Saved entries:

-----

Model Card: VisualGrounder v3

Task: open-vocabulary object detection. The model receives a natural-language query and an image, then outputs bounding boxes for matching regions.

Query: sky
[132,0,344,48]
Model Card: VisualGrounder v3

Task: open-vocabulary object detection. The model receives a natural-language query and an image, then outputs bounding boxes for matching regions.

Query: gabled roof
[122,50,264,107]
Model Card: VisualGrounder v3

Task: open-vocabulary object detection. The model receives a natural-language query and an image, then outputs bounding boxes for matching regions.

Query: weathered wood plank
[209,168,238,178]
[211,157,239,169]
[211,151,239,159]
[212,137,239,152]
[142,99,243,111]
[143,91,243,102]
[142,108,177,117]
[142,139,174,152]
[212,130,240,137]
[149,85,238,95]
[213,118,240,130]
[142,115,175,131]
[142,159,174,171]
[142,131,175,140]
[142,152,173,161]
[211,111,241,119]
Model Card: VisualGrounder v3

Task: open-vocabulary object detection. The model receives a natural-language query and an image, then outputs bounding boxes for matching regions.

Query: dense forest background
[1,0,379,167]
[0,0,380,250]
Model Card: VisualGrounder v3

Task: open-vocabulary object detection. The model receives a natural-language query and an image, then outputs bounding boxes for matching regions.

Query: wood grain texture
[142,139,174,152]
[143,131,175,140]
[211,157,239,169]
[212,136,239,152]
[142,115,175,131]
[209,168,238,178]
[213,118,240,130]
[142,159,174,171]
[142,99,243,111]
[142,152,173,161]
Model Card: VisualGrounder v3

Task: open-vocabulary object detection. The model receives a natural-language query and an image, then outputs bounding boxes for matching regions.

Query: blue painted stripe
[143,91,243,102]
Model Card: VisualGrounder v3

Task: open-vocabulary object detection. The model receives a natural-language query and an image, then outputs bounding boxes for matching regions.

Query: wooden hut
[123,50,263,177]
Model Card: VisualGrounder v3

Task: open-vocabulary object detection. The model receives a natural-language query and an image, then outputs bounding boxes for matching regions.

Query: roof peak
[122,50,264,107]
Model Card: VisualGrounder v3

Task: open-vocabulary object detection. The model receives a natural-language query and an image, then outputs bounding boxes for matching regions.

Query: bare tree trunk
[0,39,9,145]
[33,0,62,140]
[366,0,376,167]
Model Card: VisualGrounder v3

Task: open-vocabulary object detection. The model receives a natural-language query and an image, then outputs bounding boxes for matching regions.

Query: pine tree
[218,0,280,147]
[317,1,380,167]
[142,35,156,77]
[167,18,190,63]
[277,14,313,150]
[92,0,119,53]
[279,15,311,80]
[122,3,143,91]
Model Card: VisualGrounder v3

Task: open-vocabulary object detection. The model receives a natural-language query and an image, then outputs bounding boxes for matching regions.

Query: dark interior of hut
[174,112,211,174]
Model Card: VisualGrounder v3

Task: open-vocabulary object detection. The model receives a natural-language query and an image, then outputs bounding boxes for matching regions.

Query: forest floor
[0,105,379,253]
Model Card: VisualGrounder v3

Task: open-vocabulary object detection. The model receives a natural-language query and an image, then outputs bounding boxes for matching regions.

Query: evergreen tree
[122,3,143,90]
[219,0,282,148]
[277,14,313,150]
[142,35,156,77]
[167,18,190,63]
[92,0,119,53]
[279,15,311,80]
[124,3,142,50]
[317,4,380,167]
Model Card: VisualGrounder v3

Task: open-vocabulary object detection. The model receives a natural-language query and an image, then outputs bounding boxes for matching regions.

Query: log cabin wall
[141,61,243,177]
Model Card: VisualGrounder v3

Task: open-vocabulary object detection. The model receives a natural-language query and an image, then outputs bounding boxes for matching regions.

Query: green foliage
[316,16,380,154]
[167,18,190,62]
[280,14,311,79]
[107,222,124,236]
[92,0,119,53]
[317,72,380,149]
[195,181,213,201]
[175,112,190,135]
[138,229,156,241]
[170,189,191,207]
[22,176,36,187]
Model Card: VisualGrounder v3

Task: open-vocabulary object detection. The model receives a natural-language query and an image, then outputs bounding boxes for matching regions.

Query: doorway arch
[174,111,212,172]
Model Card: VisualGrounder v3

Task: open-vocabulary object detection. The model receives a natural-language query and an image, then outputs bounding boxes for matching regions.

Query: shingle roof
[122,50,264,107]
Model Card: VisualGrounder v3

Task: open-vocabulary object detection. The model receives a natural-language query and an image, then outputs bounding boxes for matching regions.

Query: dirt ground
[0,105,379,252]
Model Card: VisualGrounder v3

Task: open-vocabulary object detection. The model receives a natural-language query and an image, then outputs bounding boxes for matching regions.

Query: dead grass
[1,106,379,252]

-----

** Action item **
Taking the entries above, please repeat each one exactly.

** Worked solution **
Model Card: VisualGrounder v3

Task: open-vocabulary object detection. The model receives a natural-language query and an image, then outputs bounding boxes for matching regions.

Query: sky
[132,0,344,48]
Model Card: VisualGrounder v3

Task: open-vocabulary object detection. The model receives a natural-language query and an image, then outputs bounding boxes for matching regions.

Query: gabled roof
[122,50,264,107]
Model Card: VisualGrounder v3

Task: open-vocabulary object detection. The model receives a natural-language query and an image, then outputs bounding boxes for matching regions.

Query: weathered wood plank
[209,168,238,178]
[211,157,239,169]
[211,151,239,159]
[212,137,239,152]
[142,99,243,111]
[143,91,243,102]
[142,108,177,117]
[142,139,174,152]
[212,130,240,137]
[149,85,238,95]
[213,118,240,130]
[142,115,175,131]
[142,159,174,171]
[142,131,175,140]
[142,152,173,161]
[211,111,241,119]
Model Card: VisualGrounder v3

Task: open-vocabulary object detection. The model receives a natural-language query and an image, then outputs bounding boxes for matching regions.

Query: dense forest background
[1,0,379,167]
[0,0,380,250]
Model Card: VisualGrounder v3

Task: open-vocabulary object detection. The model receives a natural-language query and an image, then outputs bounding boxes for matching regions.

Query: wood grain texture
[142,139,174,152]
[143,131,175,140]
[211,157,239,169]
[212,136,239,152]
[142,115,175,131]
[209,168,238,178]
[213,118,240,130]
[142,159,174,171]
[142,99,243,111]
[142,152,173,161]
Model Card: VisualGrounder v3

Task: open-vocabulary object detection. The model receives a natural-language query and an image, then outputs bounding boxes for matching regions.

Query: blue painted stripe
[143,91,243,102]
Model Card: VisualGrounder v3

Task: open-vocabulary object detection. The model receives a natural-language query and an image, then outputs bounding boxes for matching regions.

Query: wooden hut
[123,50,263,177]
Model Card: VisualGrounder v3

Task: open-vocabulary object detection. The model receives a natural-language query and an image, then outputs bounding boxes for matching regions.

Query: roof peak
[122,50,264,107]
Model Card: VisualGrounder v3

Task: open-vocabulary object detection. The model receives a natural-language query and an image, then outputs bounding boxes for matching regions.

Query: bare tree trunk
[0,39,9,145]
[33,0,62,140]
[366,0,376,167]
Model Card: VisualGrounder v3

Task: open-vocabulary object detection. The model receives a natural-language query and an image, then outputs bounding boxes for matching regions.

Query: pine tree
[218,0,280,147]
[317,1,380,167]
[142,35,156,77]
[167,18,190,63]
[277,14,313,150]
[92,0,119,53]
[279,15,311,80]
[122,3,143,91]
Model Card: VisualGrounder v3

Task: open-vocabulary object detection. The model receives a natural-language query and an image, then outputs bounding boxes for matching regions.

Query: dark interior of hut
[174,112,211,174]
Model Card: VisualGrounder v3

Task: open-vocabulary object detection. The model receives a natural-language query and an image, then outputs bounding boxes for matching regions.

Query: forest floor
[0,105,379,253]
Model Card: VisualGrounder v3

Task: open-vocabulary object detection. The model receives a natural-language query and an image, then outputs bounding boxes for matching regions.

Query: evergreen tree
[122,3,143,90]
[219,0,282,148]
[277,14,313,150]
[142,35,156,77]
[167,18,190,63]
[92,0,119,53]
[279,15,311,80]
[124,3,142,50]
[317,4,380,167]
Model Card: VisualGrounder v3

Task: open-vocabulary object detection. The model receives a natural-language query and an image, then outputs bounding boxes for matching regions.

Query: log cabin wall
[141,61,243,177]
Model Card: VisualGrounder v3

Task: open-vocabulary object detection. The model receives a natural-language query and an image, then outputs bounding boxes for matching regions.

Query: green foliage
[316,16,380,154]
[167,18,190,62]
[280,14,311,79]
[107,222,124,236]
[92,0,119,53]
[317,72,380,149]
[195,181,213,201]
[175,112,190,135]
[138,229,156,241]
[170,189,191,207]
[22,176,36,187]
Model Card: VisualGrounder v3

Task: open-vocabulary object detection. The model receives a natural-language query and an image, then outputs bounding boxes for matching regions.

Query: doorway arch
[174,111,212,172]
Model Card: VisualGrounder v3

Task: open-vocabulary object detection. The model receives a natural-language query and an image, then outputs bounding boxes for matching regions.

Query: shingle roof
[122,50,264,107]
Model Card: VisualGrounder v3

Task: open-vocabulary object detection. The model receives a natural-language query and an image, then outputs bounding boxes for matching regions.

Query: dirt ground
[0,105,379,252]
Model Card: VisualGrounder v3

Task: open-vocabulary object detection. The model receives a natural-language query and an image, then outputs bounding boxes for matching regions.

Query: dead grass
[1,106,379,252]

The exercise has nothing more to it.